## EXCERPTED DATA
[START]
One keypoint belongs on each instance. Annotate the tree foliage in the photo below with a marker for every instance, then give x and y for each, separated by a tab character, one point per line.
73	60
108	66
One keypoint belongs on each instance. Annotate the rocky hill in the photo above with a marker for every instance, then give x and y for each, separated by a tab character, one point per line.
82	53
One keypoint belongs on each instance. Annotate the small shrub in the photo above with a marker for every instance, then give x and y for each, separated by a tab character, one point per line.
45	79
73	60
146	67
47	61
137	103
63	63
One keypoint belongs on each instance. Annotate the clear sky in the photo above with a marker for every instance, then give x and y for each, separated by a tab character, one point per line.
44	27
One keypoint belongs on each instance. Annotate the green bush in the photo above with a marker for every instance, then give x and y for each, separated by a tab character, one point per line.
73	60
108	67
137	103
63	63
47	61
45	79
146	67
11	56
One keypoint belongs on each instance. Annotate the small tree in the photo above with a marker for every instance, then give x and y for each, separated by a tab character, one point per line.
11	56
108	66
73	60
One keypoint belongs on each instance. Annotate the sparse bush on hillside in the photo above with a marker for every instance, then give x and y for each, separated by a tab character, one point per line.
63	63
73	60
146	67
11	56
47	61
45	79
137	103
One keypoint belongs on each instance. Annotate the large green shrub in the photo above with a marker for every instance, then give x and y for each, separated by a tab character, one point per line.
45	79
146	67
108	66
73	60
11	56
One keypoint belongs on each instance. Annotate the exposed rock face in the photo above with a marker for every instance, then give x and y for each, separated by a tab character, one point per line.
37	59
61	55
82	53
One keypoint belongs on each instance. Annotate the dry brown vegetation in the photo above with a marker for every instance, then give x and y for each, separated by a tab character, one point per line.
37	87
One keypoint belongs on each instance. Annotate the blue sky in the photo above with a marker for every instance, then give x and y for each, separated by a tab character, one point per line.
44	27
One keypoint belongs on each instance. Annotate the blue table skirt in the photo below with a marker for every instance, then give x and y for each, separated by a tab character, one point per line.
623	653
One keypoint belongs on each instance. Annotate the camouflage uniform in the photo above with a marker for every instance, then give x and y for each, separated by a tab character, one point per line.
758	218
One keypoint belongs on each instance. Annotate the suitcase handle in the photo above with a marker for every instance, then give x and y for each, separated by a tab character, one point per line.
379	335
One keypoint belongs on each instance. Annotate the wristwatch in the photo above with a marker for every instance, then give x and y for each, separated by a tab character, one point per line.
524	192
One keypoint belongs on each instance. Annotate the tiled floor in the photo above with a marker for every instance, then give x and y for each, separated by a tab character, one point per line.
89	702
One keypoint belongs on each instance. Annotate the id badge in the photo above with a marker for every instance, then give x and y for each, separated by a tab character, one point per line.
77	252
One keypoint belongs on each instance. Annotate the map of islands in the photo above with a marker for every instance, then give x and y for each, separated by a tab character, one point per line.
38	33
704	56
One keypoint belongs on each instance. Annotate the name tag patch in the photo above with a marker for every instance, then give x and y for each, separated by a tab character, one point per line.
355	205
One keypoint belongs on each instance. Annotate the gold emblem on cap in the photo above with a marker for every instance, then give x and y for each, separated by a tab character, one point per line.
[END]
## TASK STATEMENT
Beginning at the line that holds "One keypoint belongs on each instance. Annotate the dry", reproduce each line of the records above down to and including the last one.

## THE SOLUTION
One keypoint belongs on each instance. Annotate the dry brown vegetation in the photo above with a marker for every instance, then give x and y for each, separated by a tab character, one point per line.
37	87
One keypoint belongs on each instance. Annotate the blue sky in the photo above with a marker for every instance, then give x and y for each, separated by a tab character, one point per line.
44	27
One keypoint belongs on each instance. Annotate the blue table skirt in the photo below with a marker for every instance, then give x and y for each, separated by a tab character, one point per line.
623	653
One keypoint belongs on each instance. Annotate the camouflage uniform in the photo above with a marker for every instance, then give x and y for each, separated by a tab character, one point per line.
758	218
One keypoint belongs on each instance. Annotate the suitcase handle in the photo above with a marker for every instance, then give x and y for each, separated by a tab character, one point per line.
379	335
One keypoint belongs on each instance. Annotate the wristwatch in the photo above with a marker for every instance, then give x and y for each, separated by a tab character, one point per line.
524	192
One keypoint belongs on each instance. Annotate the tiled floor in the photo above with a marker for every instance, then give x and y for each, separated by a tab character, one point per line.
89	702
One keypoint belongs on each instance. Annotate the id badge in the photo above with a marker for every instance, then give x and y for each, separated by a tab character, one point per line.
77	252
One keypoint belongs on each instance. Annotate the map of islands in the photo above with a marker for every instance, then give x and y for each, separated by a tab character, one point per line.
38	33
704	56
One keypoint belongs on each instance. Annotate the name tag patch in the photo above with a marker for every instance, then give x and y for each, separated by a tab character, one point per line.
355	205
One keypoint belongs on each instance. Annotate the gold emblem on cap in the photo above with a marker for every instance, then give x and y for each, separated by a tab character, one point per line.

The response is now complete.